▶ Exercise:
From the first line of the data through the line containing "Target: large glass window", transcribe each line exactly. Pictures do not belong in the copy.

Natural language region descriptions:
Content starts
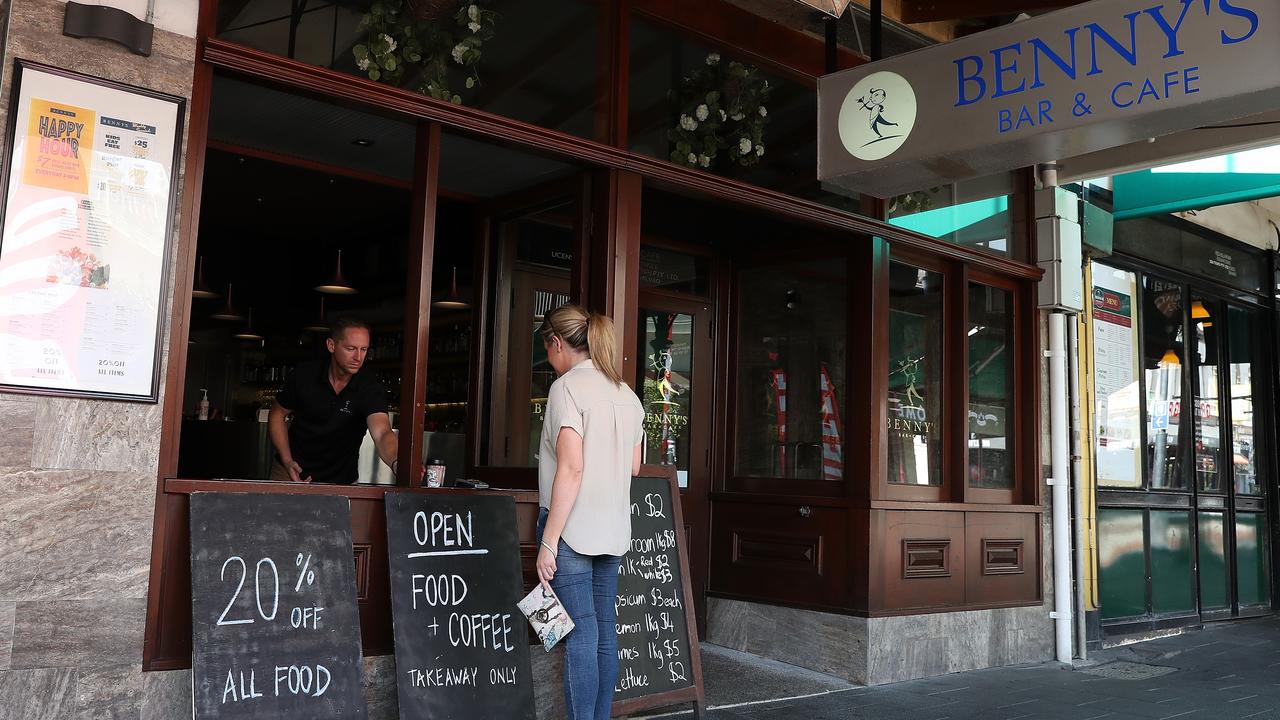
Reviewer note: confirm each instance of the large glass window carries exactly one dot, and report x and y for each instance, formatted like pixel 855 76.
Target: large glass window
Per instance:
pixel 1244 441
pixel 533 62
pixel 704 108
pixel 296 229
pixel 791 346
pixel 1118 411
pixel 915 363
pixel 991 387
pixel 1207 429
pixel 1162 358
Content ends
▶ Exercise solution:
Reviewer note: confirm each instance of the large glass window carries exactly one dot, and report x and y for each instance, formatted like pixel 855 76.
Target: large glass window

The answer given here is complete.